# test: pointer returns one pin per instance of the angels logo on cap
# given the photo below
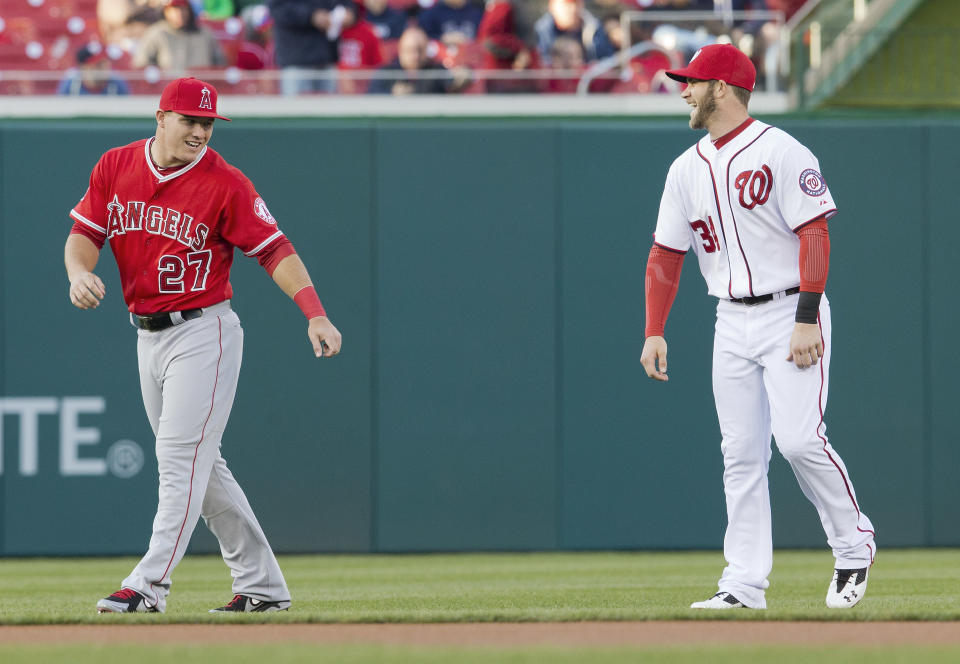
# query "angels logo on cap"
(191, 96)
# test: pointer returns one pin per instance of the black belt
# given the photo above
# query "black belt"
(758, 299)
(157, 322)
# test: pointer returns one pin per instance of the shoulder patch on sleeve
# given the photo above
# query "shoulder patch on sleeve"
(812, 183)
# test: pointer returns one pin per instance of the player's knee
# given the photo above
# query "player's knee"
(795, 447)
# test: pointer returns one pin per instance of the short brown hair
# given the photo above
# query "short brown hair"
(742, 94)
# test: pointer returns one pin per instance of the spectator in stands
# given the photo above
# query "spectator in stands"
(504, 50)
(305, 42)
(454, 22)
(567, 62)
(569, 18)
(358, 49)
(123, 22)
(387, 22)
(408, 69)
(93, 75)
(178, 43)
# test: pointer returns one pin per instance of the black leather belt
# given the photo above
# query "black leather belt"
(759, 299)
(157, 322)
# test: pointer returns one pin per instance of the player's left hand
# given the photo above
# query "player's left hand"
(806, 345)
(324, 337)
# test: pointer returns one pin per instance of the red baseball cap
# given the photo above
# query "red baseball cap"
(720, 62)
(191, 96)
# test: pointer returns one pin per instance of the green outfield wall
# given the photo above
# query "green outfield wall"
(487, 277)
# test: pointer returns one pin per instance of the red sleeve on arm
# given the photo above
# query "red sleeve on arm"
(270, 257)
(87, 232)
(814, 255)
(663, 279)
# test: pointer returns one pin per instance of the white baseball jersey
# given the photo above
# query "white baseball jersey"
(738, 207)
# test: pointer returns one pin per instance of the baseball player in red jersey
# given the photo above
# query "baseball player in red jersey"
(750, 201)
(173, 210)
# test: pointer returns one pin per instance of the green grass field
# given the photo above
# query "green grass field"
(905, 585)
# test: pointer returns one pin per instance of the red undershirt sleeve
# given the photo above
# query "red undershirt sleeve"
(660, 288)
(814, 255)
(271, 257)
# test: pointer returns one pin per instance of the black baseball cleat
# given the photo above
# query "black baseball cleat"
(722, 600)
(244, 604)
(125, 601)
(847, 588)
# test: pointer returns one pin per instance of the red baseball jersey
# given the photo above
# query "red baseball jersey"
(173, 235)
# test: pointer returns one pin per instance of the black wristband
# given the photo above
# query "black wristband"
(808, 306)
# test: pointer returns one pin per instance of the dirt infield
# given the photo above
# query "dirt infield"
(585, 634)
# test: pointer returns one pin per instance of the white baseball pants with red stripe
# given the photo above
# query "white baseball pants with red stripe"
(188, 376)
(759, 393)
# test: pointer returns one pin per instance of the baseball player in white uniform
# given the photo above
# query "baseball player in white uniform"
(751, 203)
(173, 212)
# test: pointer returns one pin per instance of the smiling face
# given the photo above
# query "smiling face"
(702, 100)
(180, 138)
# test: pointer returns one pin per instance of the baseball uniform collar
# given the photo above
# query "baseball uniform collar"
(732, 134)
(169, 176)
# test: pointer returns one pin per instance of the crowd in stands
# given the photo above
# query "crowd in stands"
(393, 47)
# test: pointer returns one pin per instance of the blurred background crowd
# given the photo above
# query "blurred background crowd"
(394, 47)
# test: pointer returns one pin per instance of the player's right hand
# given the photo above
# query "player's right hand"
(86, 290)
(324, 337)
(654, 358)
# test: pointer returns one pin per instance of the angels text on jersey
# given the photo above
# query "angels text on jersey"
(137, 216)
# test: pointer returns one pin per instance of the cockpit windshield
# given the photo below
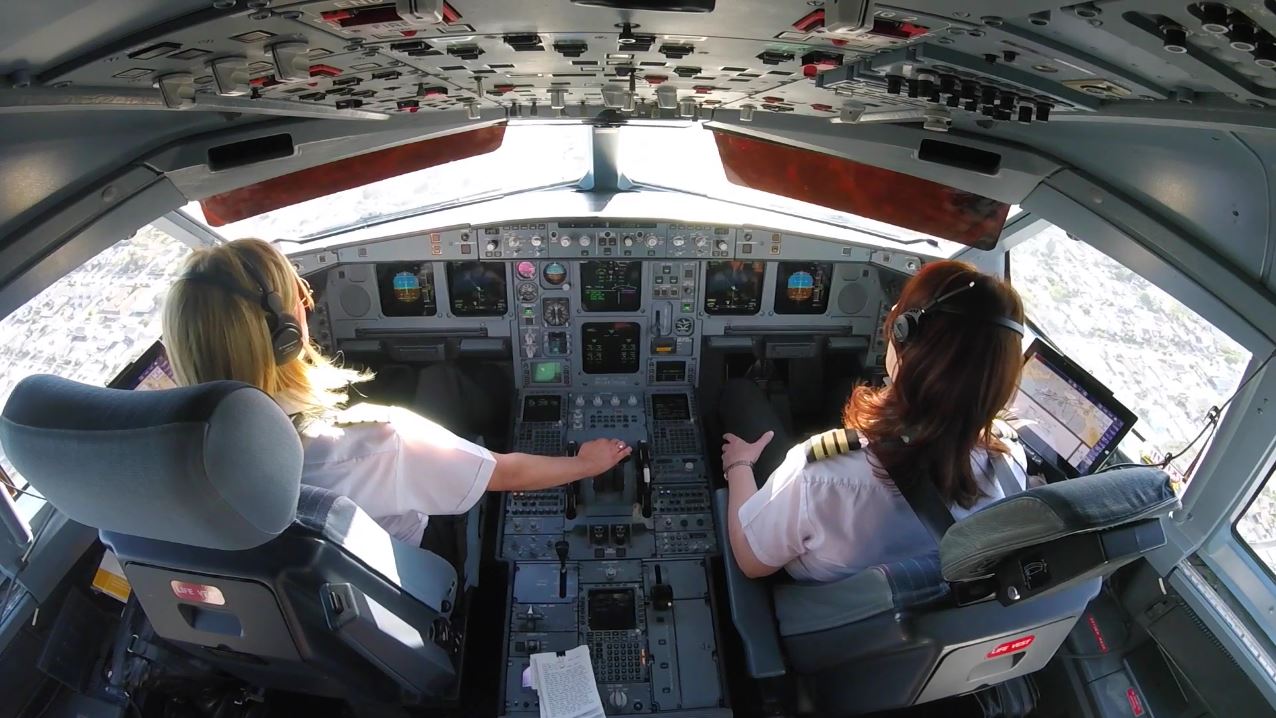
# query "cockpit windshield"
(682, 158)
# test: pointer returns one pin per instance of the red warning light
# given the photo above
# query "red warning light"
(1016, 645)
(198, 593)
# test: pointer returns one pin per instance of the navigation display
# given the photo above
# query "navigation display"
(613, 610)
(610, 286)
(733, 287)
(149, 373)
(670, 407)
(610, 347)
(407, 288)
(477, 288)
(801, 287)
(545, 407)
(1067, 412)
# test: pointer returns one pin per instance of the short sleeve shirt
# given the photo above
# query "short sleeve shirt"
(833, 518)
(397, 466)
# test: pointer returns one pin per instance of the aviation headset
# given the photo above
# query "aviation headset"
(907, 323)
(285, 330)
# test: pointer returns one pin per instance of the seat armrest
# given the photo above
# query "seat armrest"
(750, 606)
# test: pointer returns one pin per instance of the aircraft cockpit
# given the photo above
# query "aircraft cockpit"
(535, 228)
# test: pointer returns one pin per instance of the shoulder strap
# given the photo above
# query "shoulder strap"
(924, 500)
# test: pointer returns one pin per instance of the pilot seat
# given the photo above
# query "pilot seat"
(198, 492)
(995, 602)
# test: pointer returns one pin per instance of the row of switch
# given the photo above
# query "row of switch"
(614, 401)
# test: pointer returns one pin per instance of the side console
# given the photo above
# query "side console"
(616, 561)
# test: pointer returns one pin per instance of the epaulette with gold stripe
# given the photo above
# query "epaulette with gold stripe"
(831, 444)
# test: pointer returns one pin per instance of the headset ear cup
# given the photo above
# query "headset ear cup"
(286, 339)
(905, 325)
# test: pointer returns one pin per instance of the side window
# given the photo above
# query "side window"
(89, 324)
(1159, 357)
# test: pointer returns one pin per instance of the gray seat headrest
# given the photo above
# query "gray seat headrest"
(972, 547)
(216, 466)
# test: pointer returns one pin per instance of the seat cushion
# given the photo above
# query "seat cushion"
(426, 577)
(216, 466)
(809, 607)
(972, 547)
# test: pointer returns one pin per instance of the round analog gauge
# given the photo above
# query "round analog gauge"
(555, 313)
(555, 273)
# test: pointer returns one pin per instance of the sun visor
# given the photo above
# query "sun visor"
(869, 191)
(347, 174)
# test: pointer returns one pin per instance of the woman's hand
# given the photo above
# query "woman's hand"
(735, 449)
(601, 454)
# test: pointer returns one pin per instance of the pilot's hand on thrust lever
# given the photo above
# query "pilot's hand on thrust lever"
(599, 455)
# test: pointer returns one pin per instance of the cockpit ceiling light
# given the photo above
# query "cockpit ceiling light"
(347, 174)
(869, 191)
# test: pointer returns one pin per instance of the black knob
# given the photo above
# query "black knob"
(1243, 35)
(1174, 38)
(1265, 54)
(1214, 17)
(925, 86)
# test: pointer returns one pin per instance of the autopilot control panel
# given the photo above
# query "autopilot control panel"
(606, 325)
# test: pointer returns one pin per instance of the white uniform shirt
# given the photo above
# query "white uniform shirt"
(833, 518)
(397, 466)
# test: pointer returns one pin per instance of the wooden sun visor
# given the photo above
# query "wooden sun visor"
(869, 191)
(347, 174)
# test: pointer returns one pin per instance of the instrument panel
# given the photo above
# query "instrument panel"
(599, 304)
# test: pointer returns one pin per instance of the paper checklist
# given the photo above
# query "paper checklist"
(564, 684)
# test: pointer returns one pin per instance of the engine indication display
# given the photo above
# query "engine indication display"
(555, 311)
(477, 288)
(610, 286)
(610, 347)
(733, 287)
(801, 287)
(407, 288)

* **ACTION ITEM**
The entries are to be copied exactly, and each image is to be omitted.

* **TASK RESPONSE**
# test: pointer returns one pin per instance of the angels logo on cap
# given the photo below
# query "angels logo on cap"
(191, 96)
# test: pointer returns one pin per instance of the black belt
# given the photo above
# query "black belt"
(758, 299)
(157, 322)
# test: pointer returns one pin per instance of the shoulder patch on sleeve
# given the photo above
# query "shoulder patch on sleeve"
(812, 183)
# test: pointer returns one pin per instance of the player's knee
# given the photo above
# query "player's knee"
(795, 447)
# test: pointer returns one pin per instance of the short brown hair
# given the photo above
# query "short brown hair"
(742, 94)
# test: pointer returns one pin per instance of the spectator in stands
# given the photo above
# query "spectator in stands"
(504, 50)
(305, 42)
(454, 22)
(567, 62)
(569, 18)
(358, 49)
(123, 22)
(387, 22)
(408, 69)
(93, 75)
(178, 43)
# test: pointer returns one pin per instance of the black leather belt
# given the photo above
# query "black leather belt"
(759, 299)
(157, 322)
# test: pointer returns one pin per instance of the player's left hand
# given the photo above
# query "player's left hand"
(806, 345)
(324, 337)
# test: pointer returns one pin per instance of the red baseball cap
# given the photo above
# query "red baseball cap"
(720, 62)
(191, 96)
# test: pointer returns one pin per instance of the green outfield wall
# given the photo above
# query "green outfield wall"
(487, 277)
# test: pointer returns one pin per instance of the red sleeve on arm
# given the photo above
# query "red sleeve on arm"
(270, 257)
(87, 232)
(814, 255)
(663, 279)
# test: pointer returns one pin per instance of the white baseball jersey
# given the photo above
# query "white baseball jersey"
(738, 207)
# test: pointer returns one pin per instance of the baseball player in red jersey
# given the photo above
# query "baseball player in red jersey"
(750, 201)
(173, 210)
# test: pointer returns one pin per instance of the green grass field
# given the photo above
# query "green grass field"
(905, 585)
# test: pointer returns one pin per instance of the red undershirt sleeve
# given the photo above
# query "red undershirt sleeve"
(660, 288)
(814, 255)
(271, 257)
# test: pointer returns one pin per instance of the black baseball cleat
# given the photo above
# query "black baseball cleat"
(722, 600)
(244, 604)
(125, 601)
(847, 588)
# test: pointer returns one pin per instance of the red baseball jersey
# given the photo above
# query "red baseball jersey"
(173, 235)
# test: pointer returns one pin per instance of the black wristband
# given the photo above
# query "black wristband"
(808, 306)
# test: pointer returns one pin per instance of the dirt infield
# given the photo above
# query "dirt infield"
(585, 634)
# test: pointer returns one pin per instance of the white baseball pants with red stripe
# given the photo above
# query "white baseball pants with red stripe"
(188, 376)
(759, 393)
# test: pointer returns one pin per instance of the baseball player in white uniform
# given the photo above
# query "baseball player in white uniform"
(751, 203)
(173, 212)
# test: pointer returns one pin per instance of the smiling face
# given the photo above
# query "smiling face"
(702, 100)
(180, 138)
# test: pointer returns one pin per instance of the baseball uniform collar
# given the photo above
# query "baseball uniform collar"
(732, 134)
(169, 176)
# test: pointer returns one pin per instance of the crowd in stands
# given the photo above
# query "crowd in stands"
(393, 47)
# test: pointer returns one pin per instance of the blurred background crowd
# given the photo above
# query "blurred background crowd"
(394, 47)
# test: pointer returns one pin per instance of the player's right hand
# given the photo above
# query "player's right hand"
(86, 290)
(324, 337)
(654, 358)
# test: pointer returns one pin per instance of the angels text on jersey
# given the photo above
# query "angels text on jersey"
(137, 216)
# test: pointer returns one pin per instance of the cockpit windshield
# given the photo below
# query "cockpit windshield"
(682, 158)
# test: pointer returns one pin per instance of the red warning light
# given the photo above
# query "red warning light"
(1016, 645)
(198, 593)
# test: pointer returns one pin per instance of the navigation display
# given the photo above
# query "navigation display"
(613, 610)
(610, 286)
(733, 287)
(149, 373)
(670, 407)
(610, 347)
(407, 288)
(477, 288)
(801, 287)
(545, 407)
(1067, 412)
# test: pointer returns one pin per instance of the short sleeve shirt
# given the photo above
# query "short sleeve shirt"
(833, 518)
(397, 466)
# test: pointer returns one pin per instance of the aviation headset
# given the photo above
# query "aviation headset"
(907, 323)
(285, 330)
# test: pointer returns one pin per instance of the seat armrest
# given the photo above
# query "seat armrest"
(750, 606)
# test: pointer returns one pin per instance of the aircraft cockpit
# given the photo above
# query "aircraft cockpit"
(535, 228)
# test: pointer returns one pin per instance of the shoulder strap
# given the photo above
# query "shoulder strap"
(924, 500)
# test: pointer returns one pin per instance of the pilot seat
# given the photo above
# query "pilot seat"
(198, 492)
(995, 602)
# test: pointer returns one pin per instance of the row of switch
# given the photo above
# query "row of switch"
(614, 401)
# test: pointer returns one pin per instance of the side console
# given the photo above
# query "side console"
(616, 561)
# test: pointer returns one pin per instance of the epaulette with gold stripe
# given the photo above
# query "epaulette with gold stripe"
(831, 444)
# test: pointer returns one pin per instance of the headset ear cup
# given the photo above
# query "headset ear cup"
(286, 339)
(905, 325)
# test: pointer returns one pin per instance of the side window
# given the photo above
# query "side window"
(89, 324)
(1159, 357)
# test: pointer returns one pin per instance of the gray seat headrest
# given the photo above
# query "gray seat headrest"
(972, 547)
(216, 466)
# test: pointer returns one pin per instance of the seat cushion
# given the photo above
# query "seat cushion"
(426, 577)
(216, 466)
(809, 607)
(972, 547)
# test: pointer returns one pin per instance of the round analog gauge
# given the photo above
# query "round analog gauge"
(555, 313)
(555, 273)
# test: pointer returns one pin per instance of the sun visor
# given the photo above
# query "sun visor"
(869, 191)
(347, 174)
# test: pointer returns one pin per instance of the woman's hand
# given the photo above
# query "woman's hand"
(735, 449)
(601, 454)
# test: pointer returns one pin per instance of the pilot's hand on thrust lever
# given the photo above
# query "pilot's hand on thrust lever"
(599, 455)
# test: pointer returns one pin per instance of the cockpit ceiling light
# given the photo above
# query "cockpit ceiling light"
(347, 174)
(869, 191)
# test: pointer returns one pin per instance of the black knob
# given the photo above
# query "black knob"
(1243, 35)
(1174, 38)
(1265, 54)
(1214, 17)
(925, 86)
# test: pointer returns one pin per instance of the autopilot control panel
# given the photo above
# query "autopilot control panel"
(606, 325)
# test: pointer returns one pin per instance of the white uniform shirt
# given the photo above
# query "white uniform shirt"
(833, 518)
(397, 466)
# test: pointer returns one pin per instance of the wooden sun visor
# given the photo above
# query "wooden sun visor"
(869, 191)
(347, 174)
# test: pointer returns one pin per instance of the instrument panel
# given the photo above
# query "instrument panel"
(599, 304)
# test: pointer returns one pin per instance of the paper checklist
# given the photo above
# query "paper checklist"
(564, 684)
# test: pointer returns one pin per instance of the engine indication display
# given the photo above
# query "engine indication display"
(555, 311)
(477, 288)
(610, 286)
(610, 347)
(733, 287)
(801, 287)
(407, 288)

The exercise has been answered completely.